* Vorliegender Text:
▬▬▬▬▬▬▬▬▬▬

Individuelle Erlösung ist gewiss selbstsüchtig in ihren Interessen und in ihrem Ursprung. Wir müssen dienen, um erlöst zu werden, und nur dann können wir intelligent dienen, wenn wir an das Göttliche in allen Menschen glauben und auch an Christi unvergleichlichen Dienst an der Menschheit. Das Reich ist ein Reich von Dienern, denn jede erlöste Seele muss ohne Kompromiss eintreten in die Reihen jener, die unaufhörlich ihren Mitmenschen dienen. Dr. Schweitzer, dessen Vision vom Reich Gottes so aussergewöhnlich und so wirklich ist, drückt diese Wahrheit und die sich daraus entwickelnde Erkenntnis in folgenden Worten aus:

«Die aufsteigenden Stufen des Dienens entsprechen den absteigenden Stufen des Herrschens.

1. Welcher will gross werden unter euch, der soll euer Diener sein, (Markus X/43)

2. Welcher unter euch will der Vornehmste werden, der soll aller Knecht sein. (Markus X/44)

3. Denn auch des Menschen Sohn ist nicht gekommen, dass er sich dienen lasse, sondern dass er diene und sein Leben zur Erlösung gebe für viele. (Markus X/45)

Der Höhepunkt ist ein doppelter. Der Dienst der Jünger umfasste nur ihren Kreis. Der Dienst von Jesus erstreckte sich auf eine unbegrenzte Zahl, nämlich auf all jene, die aus seinem Leiden und Sterben Nutzen ziehen sollten. Im Fall der Jünger war es bloss eine Frage der selbstlosen Unterwerfung, im Fall von Jesus [228] bedeutete es das bittere Erleiden des Todes. Aber beides zählt als Dienst, insofern sie Anspruch erwerben auf eine führende Stellung im Reich». (Das Mysterium des Reichs Gottes, von Albert Schweitzer, S. 75)

Liebe ist der Beginn und Liebe das Ende, und in Liebe dienen und wirken wir. Die lange Reise endet damit, im Glanz der Entsagung von persönlichen Wünschen und in der Widmung für den lebendigen Dienst.

VI. KAPITEL

Die fünfte Einweihung. ... Die Auferstehung und Himmelfahrt

Leitgedanke:

«Getrennt von Christus, wissen [229] wir weder, was unser Leben, noch was unser Tod ist, wissen wir weder, was Gott ist, noch was wir selbst sind». (Pascal: Pensées)

▬▬▬▬▬▬▬▬▬▬

* Bereitgestellte Daten:
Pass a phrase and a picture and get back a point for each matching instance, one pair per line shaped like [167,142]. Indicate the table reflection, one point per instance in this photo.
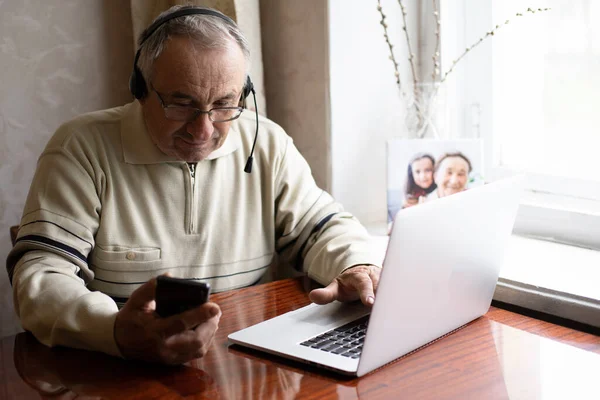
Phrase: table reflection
[535,367]
[63,373]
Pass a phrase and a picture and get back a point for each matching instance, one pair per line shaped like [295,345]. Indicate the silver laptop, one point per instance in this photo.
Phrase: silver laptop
[439,273]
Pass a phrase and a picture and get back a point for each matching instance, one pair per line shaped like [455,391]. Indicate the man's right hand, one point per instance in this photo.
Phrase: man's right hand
[141,334]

▬▬▬▬▬▬▬▬▬▬

* Aufgaben zur Übung:
1) Schreiben Sie aus dem Text über das Dienen den Abschnitt von „1. Welcher will“ bis „viele. (Markus X/45)“ wortgetreu ab.
2) Auf wen erstreckte sich laut dem Text über das Dienen der Dienst von Jesus?

* Lösungen:
1)
1. Welcher will gross werden unter euch, der soll euer Diener sein, (Markus X/43)

2. Welcher unter euch will der Vornehmste werden, der soll aller Knecht sein. (Markus X/44)

3. Denn auch des Menschen Sohn ist nicht gekommen, dass er sich dienen lasse, sondern dass er diene und sein Leben zur Erlösung gebe für viele. (Markus X/45)

2) Auf eine unbegrenzte Zahl, nämlich auf all jene, die aus seinem Leiden und Sterben Nutzen ziehen sollten.